Write out exactly the lines from the one containing "the house, where" through the last line of the records below, including both.

Collection entries:
○ ○ ○ ○ ○ ○ ○

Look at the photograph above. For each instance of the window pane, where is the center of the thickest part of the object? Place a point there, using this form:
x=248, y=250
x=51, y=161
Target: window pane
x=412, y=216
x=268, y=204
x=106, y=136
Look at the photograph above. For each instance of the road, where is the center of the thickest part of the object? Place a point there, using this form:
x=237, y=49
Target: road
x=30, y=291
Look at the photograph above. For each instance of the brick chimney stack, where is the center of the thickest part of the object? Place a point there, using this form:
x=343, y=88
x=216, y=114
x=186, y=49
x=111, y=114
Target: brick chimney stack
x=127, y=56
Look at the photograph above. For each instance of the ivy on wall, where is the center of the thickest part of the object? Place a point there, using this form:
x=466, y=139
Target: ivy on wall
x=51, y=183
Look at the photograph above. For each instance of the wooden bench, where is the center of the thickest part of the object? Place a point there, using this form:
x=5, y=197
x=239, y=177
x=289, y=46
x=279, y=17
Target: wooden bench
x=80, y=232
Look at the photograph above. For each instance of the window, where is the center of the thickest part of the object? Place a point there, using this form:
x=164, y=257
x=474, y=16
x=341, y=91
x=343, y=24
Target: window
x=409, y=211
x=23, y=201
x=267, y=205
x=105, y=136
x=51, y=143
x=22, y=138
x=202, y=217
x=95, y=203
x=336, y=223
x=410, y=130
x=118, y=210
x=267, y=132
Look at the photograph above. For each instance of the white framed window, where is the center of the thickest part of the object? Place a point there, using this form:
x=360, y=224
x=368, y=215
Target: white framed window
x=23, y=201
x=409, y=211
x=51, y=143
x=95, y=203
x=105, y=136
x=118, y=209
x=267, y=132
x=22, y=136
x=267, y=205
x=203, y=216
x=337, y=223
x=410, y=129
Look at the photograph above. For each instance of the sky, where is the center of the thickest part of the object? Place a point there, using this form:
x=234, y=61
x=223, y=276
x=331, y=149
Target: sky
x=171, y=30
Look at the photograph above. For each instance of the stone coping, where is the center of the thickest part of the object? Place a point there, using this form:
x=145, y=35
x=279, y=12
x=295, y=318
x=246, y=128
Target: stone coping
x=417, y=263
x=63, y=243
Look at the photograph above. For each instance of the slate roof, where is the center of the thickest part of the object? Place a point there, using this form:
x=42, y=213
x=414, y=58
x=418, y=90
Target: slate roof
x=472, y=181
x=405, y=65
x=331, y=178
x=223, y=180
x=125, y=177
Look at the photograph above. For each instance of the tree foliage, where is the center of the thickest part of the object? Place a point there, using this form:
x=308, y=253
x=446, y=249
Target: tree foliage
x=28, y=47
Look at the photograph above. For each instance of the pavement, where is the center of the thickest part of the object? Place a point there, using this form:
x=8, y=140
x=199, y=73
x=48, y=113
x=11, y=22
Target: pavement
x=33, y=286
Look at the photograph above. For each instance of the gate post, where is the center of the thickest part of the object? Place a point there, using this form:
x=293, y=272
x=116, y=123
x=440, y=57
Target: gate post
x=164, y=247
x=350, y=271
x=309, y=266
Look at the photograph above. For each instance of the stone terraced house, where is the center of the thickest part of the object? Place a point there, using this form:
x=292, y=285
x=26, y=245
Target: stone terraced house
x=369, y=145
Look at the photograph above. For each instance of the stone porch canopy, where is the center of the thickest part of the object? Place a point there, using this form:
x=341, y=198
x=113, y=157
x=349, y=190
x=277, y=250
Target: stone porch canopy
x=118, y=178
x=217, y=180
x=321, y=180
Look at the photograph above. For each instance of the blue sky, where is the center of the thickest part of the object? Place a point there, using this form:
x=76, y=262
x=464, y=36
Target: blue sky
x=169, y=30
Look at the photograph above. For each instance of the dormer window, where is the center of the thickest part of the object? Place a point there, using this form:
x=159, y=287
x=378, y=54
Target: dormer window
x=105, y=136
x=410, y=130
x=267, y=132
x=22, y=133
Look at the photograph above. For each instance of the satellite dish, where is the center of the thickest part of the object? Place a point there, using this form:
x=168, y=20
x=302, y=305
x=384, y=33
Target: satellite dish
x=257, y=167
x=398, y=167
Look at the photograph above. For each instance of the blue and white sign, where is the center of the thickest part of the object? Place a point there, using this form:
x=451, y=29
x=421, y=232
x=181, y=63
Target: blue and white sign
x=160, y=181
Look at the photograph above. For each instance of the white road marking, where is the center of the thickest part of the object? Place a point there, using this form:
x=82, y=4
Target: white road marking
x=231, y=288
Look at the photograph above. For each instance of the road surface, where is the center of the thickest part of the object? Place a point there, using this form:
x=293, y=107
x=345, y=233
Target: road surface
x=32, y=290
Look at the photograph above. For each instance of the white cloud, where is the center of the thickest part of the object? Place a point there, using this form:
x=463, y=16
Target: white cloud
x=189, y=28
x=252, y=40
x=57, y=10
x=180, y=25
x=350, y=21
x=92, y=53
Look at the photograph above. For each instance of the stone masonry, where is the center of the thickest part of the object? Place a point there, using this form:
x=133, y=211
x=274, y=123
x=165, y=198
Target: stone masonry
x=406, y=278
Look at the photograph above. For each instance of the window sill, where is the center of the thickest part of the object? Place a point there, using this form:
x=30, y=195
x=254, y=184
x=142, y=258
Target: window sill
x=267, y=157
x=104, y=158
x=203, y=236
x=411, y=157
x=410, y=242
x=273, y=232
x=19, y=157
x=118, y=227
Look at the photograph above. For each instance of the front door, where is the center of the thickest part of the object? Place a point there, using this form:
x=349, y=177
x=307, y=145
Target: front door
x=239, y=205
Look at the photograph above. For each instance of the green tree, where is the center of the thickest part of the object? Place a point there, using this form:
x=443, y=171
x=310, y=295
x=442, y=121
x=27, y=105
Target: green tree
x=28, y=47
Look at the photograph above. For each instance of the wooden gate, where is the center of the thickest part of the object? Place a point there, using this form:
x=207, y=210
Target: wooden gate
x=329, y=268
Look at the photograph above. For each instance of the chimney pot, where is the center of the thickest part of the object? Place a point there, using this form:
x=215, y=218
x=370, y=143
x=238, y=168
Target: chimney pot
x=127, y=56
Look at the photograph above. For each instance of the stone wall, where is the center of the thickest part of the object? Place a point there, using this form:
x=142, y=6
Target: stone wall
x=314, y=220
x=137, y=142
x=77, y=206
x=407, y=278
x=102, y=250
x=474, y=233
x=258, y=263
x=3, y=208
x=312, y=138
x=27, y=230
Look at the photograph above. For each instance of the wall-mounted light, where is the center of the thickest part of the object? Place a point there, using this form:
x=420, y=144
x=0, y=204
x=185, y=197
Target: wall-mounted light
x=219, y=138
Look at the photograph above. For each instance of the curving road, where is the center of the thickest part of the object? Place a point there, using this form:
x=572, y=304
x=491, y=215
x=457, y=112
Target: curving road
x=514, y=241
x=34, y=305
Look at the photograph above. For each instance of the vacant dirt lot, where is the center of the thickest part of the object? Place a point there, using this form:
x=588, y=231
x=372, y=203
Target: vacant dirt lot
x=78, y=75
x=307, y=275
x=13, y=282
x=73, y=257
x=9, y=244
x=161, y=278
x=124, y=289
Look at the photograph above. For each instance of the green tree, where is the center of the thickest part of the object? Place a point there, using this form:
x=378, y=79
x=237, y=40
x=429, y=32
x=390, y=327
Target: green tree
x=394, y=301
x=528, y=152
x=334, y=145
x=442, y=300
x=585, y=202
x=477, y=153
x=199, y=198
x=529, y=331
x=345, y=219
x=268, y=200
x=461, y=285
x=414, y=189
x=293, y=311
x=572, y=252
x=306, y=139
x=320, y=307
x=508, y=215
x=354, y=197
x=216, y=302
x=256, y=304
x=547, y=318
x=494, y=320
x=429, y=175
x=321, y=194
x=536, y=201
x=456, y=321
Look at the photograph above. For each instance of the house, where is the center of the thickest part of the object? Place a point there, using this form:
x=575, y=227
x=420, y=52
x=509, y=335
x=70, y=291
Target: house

○ ○ ○ ○ ○ ○ ○

■ **OUTPUT BELOW**:
Look at the photograph above. For each instance of the house, where is the center of the thickest part of the object? Place a point there, using this form:
x=575, y=227
x=420, y=52
x=509, y=335
x=70, y=291
Target: house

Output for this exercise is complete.